However, I listen to a decent amount of 44khz family that has quite a few apodizing errors…so my question to @jussi_laako

1- What is closest in terms of style, design, and technical performance to sinc-medium (my usual go to) but is a apodizing filter? I know you said you can’t do a sinc-medium (a) but if you could design something that could I would buy you a beer, seriously. A few of them.

2-What are your thoughts on bit depth conversion from 16 or 24 to 64 bit I see some doing on roon? Why do they do this? Does this make it easier on Hqplayer, although not as good, to do a certain filter combo? Dream list - sinc-medium filter that can do any family and not fixed (like Sinc-L ect) but has an apodizing function. Pretty please? Sinc-Medium with ASDM7EC-Super 512 Fs is pretty damn awesome.

3- Can you clarify if you do auto family rate, does this use more or less gpu when using cuda offload?

4- Do you find 44 family to 48 family DSD (if supported) has benefit or no?

5- Can you give a taste of what’s in the pipeline? Please don’t just focus on 1024 and up, the very best clocks you can get performance wise right now (SC-Pure) by Ian Canada can only do 512 right now.

6- Technical benefit with short buffer vs standard vs increasing buffer size? I go back and forth, but I think the short buffer sounds better on my system (but this could be due to server, switch, and end point are clocked with a GPSDO OCXO NTP clock and I am using Diretta which really benefits from the lowest latency possible.

> [Aim]: Reproduce the forum post about audio upsampling filters word for word. These rows come from a separate source.

> [Point-based annotation data]:
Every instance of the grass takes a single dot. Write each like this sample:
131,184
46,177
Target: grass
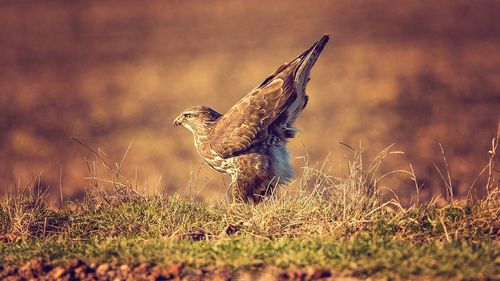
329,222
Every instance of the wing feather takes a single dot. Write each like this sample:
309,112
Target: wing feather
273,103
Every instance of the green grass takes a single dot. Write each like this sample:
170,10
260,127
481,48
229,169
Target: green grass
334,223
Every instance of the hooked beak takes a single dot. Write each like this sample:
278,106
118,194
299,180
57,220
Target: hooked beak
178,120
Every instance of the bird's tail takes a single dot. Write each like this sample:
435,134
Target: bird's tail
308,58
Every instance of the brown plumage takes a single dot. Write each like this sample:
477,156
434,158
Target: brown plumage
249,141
...
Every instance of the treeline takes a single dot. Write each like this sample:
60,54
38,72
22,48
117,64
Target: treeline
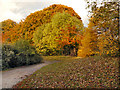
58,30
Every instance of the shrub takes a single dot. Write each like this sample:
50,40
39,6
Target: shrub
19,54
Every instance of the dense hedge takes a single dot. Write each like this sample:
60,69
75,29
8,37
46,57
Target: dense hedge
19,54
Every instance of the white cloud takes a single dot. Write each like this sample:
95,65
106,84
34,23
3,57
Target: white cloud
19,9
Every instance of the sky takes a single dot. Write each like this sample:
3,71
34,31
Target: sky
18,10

> [Task result]:
However, I listen to a decent amount of 44khz family that has quite a few apodizing errors…so my question to @jussi_laako

1- What is closest in terms of style, design, and technical performance to sinc-medium (my usual go to) but is a apodizing filter? I know you said you can’t do a sinc-medium (a) but if you could design something that could I would buy you a beer, seriously. A few of them.

2-What are your thoughts on bit depth conversion from 16 or 24 to 64 bit I see some doing on roon? Why do they do this? Does this make it easier on Hqplayer, although not as good, to do a certain filter combo? Dream list - sinc-medium filter that can do any family and not fixed (like Sinc-L ect) but has an apodizing function. Pretty please? Sinc-Medium with ASDM7EC-Super 512 Fs is pretty damn awesome.

3- Can you clarify if you do auto family rate, does this use more or less gpu when using cuda offload?

4- Do you find 44 family to 48 family DSD (if supported) has benefit or no?

5- Can you give a taste of what’s in the pipeline? Please don’t just focus on 1024 and up, the very best clocks you can get performance wise right now (SC-Pure) by Ian Canada can only do 512 right now.

6- Technical benefit with short buffer vs standard vs increasing buffer size? I go back and forth, but I think the short buffer sounds better on my system (but this could be due to server, switch, and end point are clocked with a GPSDO OCXO NTP clock and I am using Diretta which really benefits from the lowest latency possible.